● **Extracted text**:
***

Streaming Fraud Crackdown: Why Tuned Global's New Tool Has Labels Whispering
Diana Reyes
Industry Correspondent
Another day, another streaming scandal—but this time, the industry might actually have a fighting chance. Tuned Global's new fraud detection tool is the first to make DSPs and rightsholders play nice.
The Streaming Manipulation Arms Race Heats Up
Let's not pretend this isn't personal. When I was at Spotify, we'd find entire warehouses in Eastern Europe running bot farms to juice play counts—while some 'artists' openly bragged about gaming the system at MIDEM. Now, Tuned Global's new fraud detection tool might finally force DSPs and rightsholders to work together instead of pointing fingers.
How The Game Got Rigged
- Fake artist accounts (remember the 'Bridger' saga?)

***

● **Excerpted data**:
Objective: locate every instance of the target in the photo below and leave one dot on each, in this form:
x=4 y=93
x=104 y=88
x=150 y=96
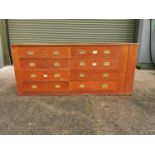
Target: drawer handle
x=56 y=75
x=30 y=52
x=106 y=63
x=34 y=86
x=31 y=64
x=104 y=85
x=33 y=75
x=82 y=64
x=95 y=52
x=82 y=52
x=107 y=51
x=94 y=64
x=45 y=75
x=56 y=52
x=56 y=64
x=81 y=75
x=82 y=86
x=105 y=75
x=57 y=86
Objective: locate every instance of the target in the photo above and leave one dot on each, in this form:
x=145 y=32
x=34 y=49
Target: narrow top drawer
x=43 y=52
x=96 y=51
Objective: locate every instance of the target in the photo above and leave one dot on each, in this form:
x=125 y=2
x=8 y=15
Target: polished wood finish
x=45 y=69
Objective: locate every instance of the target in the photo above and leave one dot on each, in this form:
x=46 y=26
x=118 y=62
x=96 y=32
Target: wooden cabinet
x=47 y=69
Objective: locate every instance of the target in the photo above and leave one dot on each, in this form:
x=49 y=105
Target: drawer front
x=94 y=64
x=88 y=75
x=45 y=86
x=43 y=52
x=45 y=75
x=44 y=63
x=101 y=51
x=93 y=86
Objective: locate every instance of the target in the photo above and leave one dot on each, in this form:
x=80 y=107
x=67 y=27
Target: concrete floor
x=78 y=114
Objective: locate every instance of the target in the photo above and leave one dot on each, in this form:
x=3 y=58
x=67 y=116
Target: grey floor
x=78 y=114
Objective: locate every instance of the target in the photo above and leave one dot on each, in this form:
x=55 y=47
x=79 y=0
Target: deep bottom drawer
x=93 y=86
x=45 y=86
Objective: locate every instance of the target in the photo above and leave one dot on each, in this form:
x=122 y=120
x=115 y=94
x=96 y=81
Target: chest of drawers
x=47 y=69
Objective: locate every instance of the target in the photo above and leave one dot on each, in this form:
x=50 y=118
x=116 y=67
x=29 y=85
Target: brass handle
x=33 y=75
x=32 y=64
x=107 y=51
x=56 y=64
x=106 y=63
x=94 y=64
x=82 y=52
x=95 y=52
x=45 y=75
x=104 y=85
x=57 y=86
x=30 y=52
x=56 y=75
x=82 y=86
x=34 y=86
x=105 y=75
x=56 y=52
x=82 y=64
x=81 y=75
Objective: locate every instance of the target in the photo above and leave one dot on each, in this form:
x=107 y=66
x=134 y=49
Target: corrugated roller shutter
x=71 y=31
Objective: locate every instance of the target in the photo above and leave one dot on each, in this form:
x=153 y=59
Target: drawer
x=101 y=51
x=44 y=75
x=45 y=86
x=93 y=86
x=94 y=75
x=43 y=52
x=44 y=63
x=94 y=64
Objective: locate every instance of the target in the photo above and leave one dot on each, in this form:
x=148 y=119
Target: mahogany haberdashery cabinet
x=73 y=69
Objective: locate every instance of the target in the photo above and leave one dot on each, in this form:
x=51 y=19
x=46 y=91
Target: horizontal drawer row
x=69 y=86
x=66 y=75
x=66 y=52
x=97 y=63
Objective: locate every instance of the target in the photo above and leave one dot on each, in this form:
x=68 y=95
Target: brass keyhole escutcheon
x=107 y=51
x=82 y=86
x=56 y=52
x=57 y=75
x=82 y=52
x=81 y=75
x=32 y=64
x=30 y=52
x=105 y=75
x=106 y=63
x=45 y=75
x=56 y=64
x=33 y=75
x=82 y=64
x=57 y=86
x=104 y=85
x=34 y=86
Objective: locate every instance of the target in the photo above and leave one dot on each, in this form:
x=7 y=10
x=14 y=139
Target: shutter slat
x=70 y=31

***

● **Required actions**:
[1] Answer these from the streaming fraud article:
(a) What job title is listed under Diana Reyes's name?
(b) Where were warehouses running bot farms found, according to the article?
(c) Which saga is recalled next to "Fake artist accounts"?
[2] Carry on the streaming fraud article from its last line.
The items after the streaming fraud article were taken from a separate source.

● **Exercise results**:
[1]
(a) Industry Correspondent
(b) Eastern Europe
(c) The 'Bridger' saga

[2]
- Playlist payola dressed up as 'marketing'
- Click farms operating during 'sleep stream' hours
Universal's lawsuit against Anthropic last year proved labels are tired of footing the bill. But here's why this tool changes things:
The Inside Play
My sources say Tuned Global built this with direct input from all three majors—which explains why it tracks not just bot activity, but the financial fingerprints of manipulation (those suspicious ad buys always leave traces).
What This Means For Artists
Legitimate indie artists drowning in a sea of fake streams might finally get a lifeline. But—and this is classic music biz—the tool's pricing model favors labels over creators. Some things never change.